**WHAT YOU NEED TO DO:**
a. In the market commentary, what chain of events does the writer give for how sticking to tariffs could lead to mortgage defaults?
b. According to the market commentary, when does the writer say to check back in?
c. For each statement, say whether it agrees with the market commentary, and quote the deciding words. (i) The writer expects that those laid off will mostly be younger, less expensive workers. (ii) Auto loan debt is one of the debts the writer says the consumer is loaded with. (iii) The writer says the market is always killed by over-leveraged people who can't make mortgage payments.

What will kill this market is the same thing that always kills the market, over leveraged people that can’t make mortgage payments. If trump sticks to his tariffs it will lead to massive layoffs and that will mean people can’t make mortgage payments then defaults.
We are at a point in time when the “consumer” is fully loaded with credit card debt, auto loan debt, mortgage debt and now “buy now, cry later” loan debt.
bookmark this and check back in with me in Q3 2026.
It’s going to be interesting to see what happens.
On one end is a declining working population (as you have noted many times) and on the other is a possibility of the economy going into the tank and layoffs. To me it’s likely that those laid off will be the older more expensive workers (early retirement) and that it may not cause as much detrimental effects as would happen with an increasing working population.

**DATA LISTING:**

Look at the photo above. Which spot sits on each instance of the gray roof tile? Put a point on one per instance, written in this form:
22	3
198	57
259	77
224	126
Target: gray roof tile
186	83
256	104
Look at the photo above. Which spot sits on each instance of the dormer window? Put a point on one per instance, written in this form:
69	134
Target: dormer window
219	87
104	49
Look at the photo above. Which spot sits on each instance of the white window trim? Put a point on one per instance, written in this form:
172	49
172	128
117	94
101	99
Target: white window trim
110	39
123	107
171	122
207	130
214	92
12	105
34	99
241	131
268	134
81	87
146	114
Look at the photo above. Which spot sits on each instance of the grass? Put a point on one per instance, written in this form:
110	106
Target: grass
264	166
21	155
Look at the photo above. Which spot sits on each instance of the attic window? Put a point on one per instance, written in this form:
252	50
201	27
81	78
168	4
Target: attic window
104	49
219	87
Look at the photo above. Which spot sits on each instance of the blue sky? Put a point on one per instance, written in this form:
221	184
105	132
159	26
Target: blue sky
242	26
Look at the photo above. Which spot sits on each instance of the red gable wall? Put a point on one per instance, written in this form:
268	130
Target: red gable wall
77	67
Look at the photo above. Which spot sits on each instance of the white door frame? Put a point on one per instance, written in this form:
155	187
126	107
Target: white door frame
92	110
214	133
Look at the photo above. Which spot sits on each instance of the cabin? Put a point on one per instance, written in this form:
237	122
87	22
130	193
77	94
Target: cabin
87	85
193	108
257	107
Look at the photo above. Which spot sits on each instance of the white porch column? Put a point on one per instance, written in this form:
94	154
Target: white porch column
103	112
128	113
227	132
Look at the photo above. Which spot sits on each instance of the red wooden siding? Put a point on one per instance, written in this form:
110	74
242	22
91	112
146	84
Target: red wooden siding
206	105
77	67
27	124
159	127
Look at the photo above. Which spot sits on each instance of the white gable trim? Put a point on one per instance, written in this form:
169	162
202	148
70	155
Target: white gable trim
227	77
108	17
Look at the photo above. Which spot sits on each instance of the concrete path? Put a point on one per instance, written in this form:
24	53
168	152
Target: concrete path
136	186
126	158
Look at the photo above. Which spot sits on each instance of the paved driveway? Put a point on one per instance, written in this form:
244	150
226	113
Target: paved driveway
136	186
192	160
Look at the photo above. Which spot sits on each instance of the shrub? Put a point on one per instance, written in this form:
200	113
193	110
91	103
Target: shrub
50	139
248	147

**RESPONSES IN ORDER:**
a. If the tariffs stay, the writer expects massive layoffs. Laid-off people then can't make their mortgage payments, and that leads to defaults.

b. In Q3 2026.

c.
(i) No: "those laid off will be the older more expensive workers (early retirement)"
(ii) Yes: "fully loaded with credit card debt, auto loan debt, mortgage debt"
(iii) Yes: "the same thing that always kills the market, over leveraged people that can’t make mortgage payments"